What this task involves → In the records below, find the part that opens with the line containing "Mark the black wristband" and closes with the line containing "left=911, top=133, right=1301, bottom=232". Lay out only those lines as a numbered list, one line per item, leaving out any blank lines.

Records for the exercise →
↓↓↓
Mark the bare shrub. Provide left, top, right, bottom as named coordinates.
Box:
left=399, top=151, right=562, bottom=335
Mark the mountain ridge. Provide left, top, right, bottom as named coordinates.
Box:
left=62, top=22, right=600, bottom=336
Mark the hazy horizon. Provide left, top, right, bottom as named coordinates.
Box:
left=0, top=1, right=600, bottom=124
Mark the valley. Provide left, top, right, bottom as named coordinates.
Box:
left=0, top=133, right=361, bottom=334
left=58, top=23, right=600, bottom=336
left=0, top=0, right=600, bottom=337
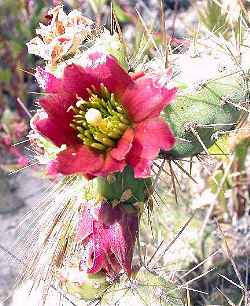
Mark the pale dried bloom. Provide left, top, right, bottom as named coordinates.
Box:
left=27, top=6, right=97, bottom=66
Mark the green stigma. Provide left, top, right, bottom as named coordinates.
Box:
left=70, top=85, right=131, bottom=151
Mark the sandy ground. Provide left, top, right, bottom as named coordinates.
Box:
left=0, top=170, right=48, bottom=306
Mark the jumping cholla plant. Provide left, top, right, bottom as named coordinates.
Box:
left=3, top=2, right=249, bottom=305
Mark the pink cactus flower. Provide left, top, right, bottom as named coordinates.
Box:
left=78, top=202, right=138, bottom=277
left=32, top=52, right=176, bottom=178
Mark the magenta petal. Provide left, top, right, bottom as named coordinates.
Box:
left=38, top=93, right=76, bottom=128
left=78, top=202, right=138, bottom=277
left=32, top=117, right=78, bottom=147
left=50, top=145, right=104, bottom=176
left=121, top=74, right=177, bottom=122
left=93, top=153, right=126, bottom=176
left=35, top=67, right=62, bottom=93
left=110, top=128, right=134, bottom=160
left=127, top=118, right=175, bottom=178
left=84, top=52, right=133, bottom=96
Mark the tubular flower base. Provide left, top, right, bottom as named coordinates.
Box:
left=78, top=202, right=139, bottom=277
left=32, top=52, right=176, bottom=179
↑↑↑
↓↓↓
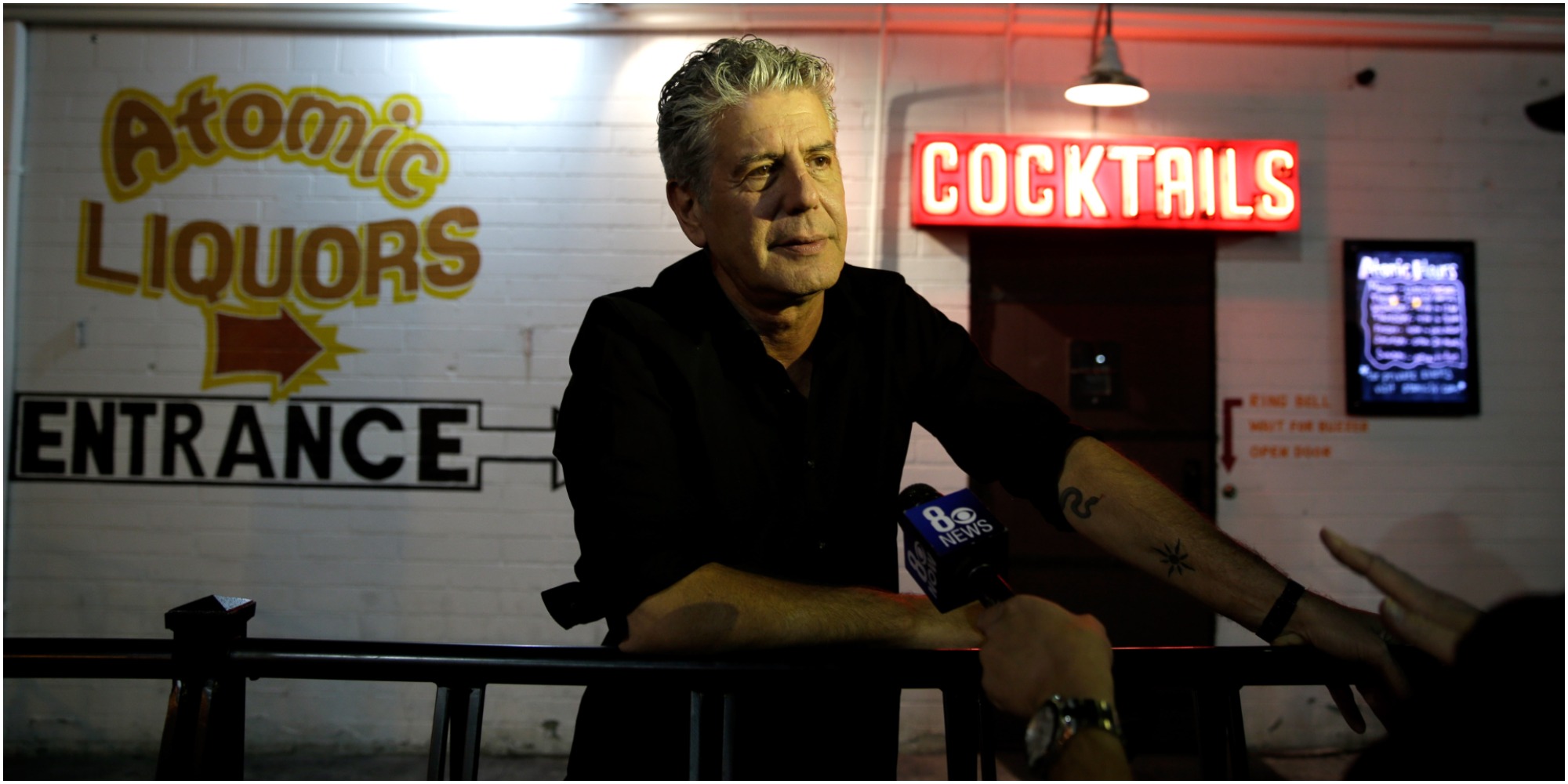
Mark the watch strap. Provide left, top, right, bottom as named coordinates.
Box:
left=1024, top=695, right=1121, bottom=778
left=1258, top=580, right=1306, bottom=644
↑↑↑
↓↓↓
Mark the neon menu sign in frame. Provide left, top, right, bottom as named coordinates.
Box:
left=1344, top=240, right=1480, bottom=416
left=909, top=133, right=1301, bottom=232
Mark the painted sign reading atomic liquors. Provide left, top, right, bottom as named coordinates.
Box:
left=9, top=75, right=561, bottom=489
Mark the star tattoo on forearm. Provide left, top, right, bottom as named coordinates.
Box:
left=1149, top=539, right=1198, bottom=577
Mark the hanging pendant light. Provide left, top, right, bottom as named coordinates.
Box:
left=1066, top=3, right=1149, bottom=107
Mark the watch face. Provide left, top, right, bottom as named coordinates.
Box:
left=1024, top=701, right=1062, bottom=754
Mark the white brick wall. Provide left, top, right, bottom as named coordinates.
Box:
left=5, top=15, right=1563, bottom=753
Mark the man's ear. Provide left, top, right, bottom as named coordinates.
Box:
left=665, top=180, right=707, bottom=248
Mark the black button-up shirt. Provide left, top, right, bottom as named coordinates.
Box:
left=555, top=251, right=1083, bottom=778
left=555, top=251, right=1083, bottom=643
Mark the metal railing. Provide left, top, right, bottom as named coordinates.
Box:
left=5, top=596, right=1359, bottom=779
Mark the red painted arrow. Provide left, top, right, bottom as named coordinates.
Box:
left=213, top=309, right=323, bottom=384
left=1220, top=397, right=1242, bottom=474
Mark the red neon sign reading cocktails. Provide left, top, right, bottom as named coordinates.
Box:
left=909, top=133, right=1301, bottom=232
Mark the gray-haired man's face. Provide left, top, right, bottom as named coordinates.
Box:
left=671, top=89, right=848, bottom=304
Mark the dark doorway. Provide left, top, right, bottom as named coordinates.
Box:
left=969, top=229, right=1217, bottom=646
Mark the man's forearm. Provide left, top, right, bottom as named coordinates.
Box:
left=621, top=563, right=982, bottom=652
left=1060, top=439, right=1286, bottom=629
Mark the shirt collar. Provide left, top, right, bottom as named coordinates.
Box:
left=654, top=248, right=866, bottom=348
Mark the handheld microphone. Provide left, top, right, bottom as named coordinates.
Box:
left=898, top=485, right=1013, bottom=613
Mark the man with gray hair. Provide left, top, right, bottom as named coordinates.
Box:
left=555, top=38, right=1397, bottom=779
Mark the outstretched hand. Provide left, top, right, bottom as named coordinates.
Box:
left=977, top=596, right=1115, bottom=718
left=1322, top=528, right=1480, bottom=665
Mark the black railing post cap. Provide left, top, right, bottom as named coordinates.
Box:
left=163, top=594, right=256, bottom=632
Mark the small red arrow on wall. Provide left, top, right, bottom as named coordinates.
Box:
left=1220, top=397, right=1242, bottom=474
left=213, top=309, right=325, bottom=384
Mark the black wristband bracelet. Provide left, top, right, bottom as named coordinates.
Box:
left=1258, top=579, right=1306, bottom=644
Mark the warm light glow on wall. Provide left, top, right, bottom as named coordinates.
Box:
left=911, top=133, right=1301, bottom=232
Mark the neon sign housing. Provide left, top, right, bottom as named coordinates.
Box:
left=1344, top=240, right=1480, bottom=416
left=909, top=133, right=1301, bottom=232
↑↑↑
Reply to the exercise →
1. Mark the black wristband bracelet. Provide left, top, right, bottom as named coordinates.
2. Box:
3. left=1258, top=579, right=1306, bottom=644
4. Mark the warm light glow on wall. Provide left, top, right, bottom as named coordinates.
5. Box:
6. left=911, top=133, right=1301, bottom=232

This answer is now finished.